## TESTO ESTRATTO
È stato Reche a osservare che mai i Greci avrebbero adoprato la parola “arcobaleno” (iris) per designare l’iride della pupilla (come i Tedeschi: Regenbogenhaut = iride) se avessero avuto occhi scuri. Solo un popolo con occhi azzurri, o grigi, o verdi può chiamare l’occhio “arcobaleno”: il prisco ceppo degli Elleni apparteneva perciò alla razza nordica.
Frequenti nelle fonti greche sono gli aggettivi xanthòs e xoutòs “biondo”, pyrrhòs “fulvo” e chrysoeidés “aureo”, riferiti ai capelli di uomini o Dei, aggettivi che corrispondono perfettamente al latino flavus, fulvus e auricomus. Diffuse anche espressioni come chrysokàrenos “testa bionda”, o chrysokóme “chioma d’oro”. Lo stesso progenitore degli Ioni e degli Achei sarebbe stato Xoutòs, “il biondo”, fratello di Doro e figlio di Elleno, mitico capostipite della stirpe greca. Che xanthòs significhi veramente “biondo” è rilevabile da Pindaro che chiama xanthos il leone, Bacchilide il colore del grano maturo (III, 56) mentre Platone nel Timeo (68 b) ci spiega che xanthòs (il giallo) si ottiene mescolando “lo splendente col rosso e col bianco” e Aristotele (Dei colori, I, I) afferma che il fuoco e il sole van detti xanthòs.
Che i bambini dei Germani ai Greci già snordizzati apparissero “canuti” non sorprenderà se si tiene presente quel biondo platino quasi bianco di cui sono spesso i capelli dei bambini di pura razza nordica. Il significato di xanthòs come “biondo” ci è dato da qualunque dizionario greco. Come è stato spesso notato, gli eroi e gli dei d’Omero sono biondi: Achille, modello dell’eroe acheo, è biondo come Sigfrido, biondi sono detti Menelao, Radamante, Briseide, Meleagro, Agamede, Ermione. Elena, per cui si combatte a Troia, è bionda, e bionda è Penelope nell’Odissea. Peisandro, commentando un passo dell’Iliade (IV, 147), descrive Menelao xanthokòmes, mégas én glaukòmmatos “biondo, alto e con gli occhi azzurri”.

## COMPITI ED ESERCIZI
1: Elenchi tutti gli aggettivi greci che il testo estratto riferisce ai capelli di uomini o Dei, indicando per ciascuno il significato italiano fornito.
2: Risponda alle seguenti domande basandosi sul testo estratto.
(a) Quale animale Pindaro chiama xanthos?
(b) Secondo Platone nel Timeo, come si ottiene lo xanthòs?
(c) Con quali tre caratteristiche Peisandro descrive Menelao?

## MATERIALE FORNITO
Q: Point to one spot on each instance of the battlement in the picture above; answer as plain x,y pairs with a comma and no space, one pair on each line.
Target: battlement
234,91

## RISPOSTE AI COMPITI
1:
xanthòs, "biondo"
xoutòs, "biondo"
pyrrhòs, "fulvo"
chrysoeidés, "aureo"

2:
(a) Il leone.
(b) Mescolando "lo splendente col rosso e col bianco".
(c) Biondo, alto e con gli occhi azzurri.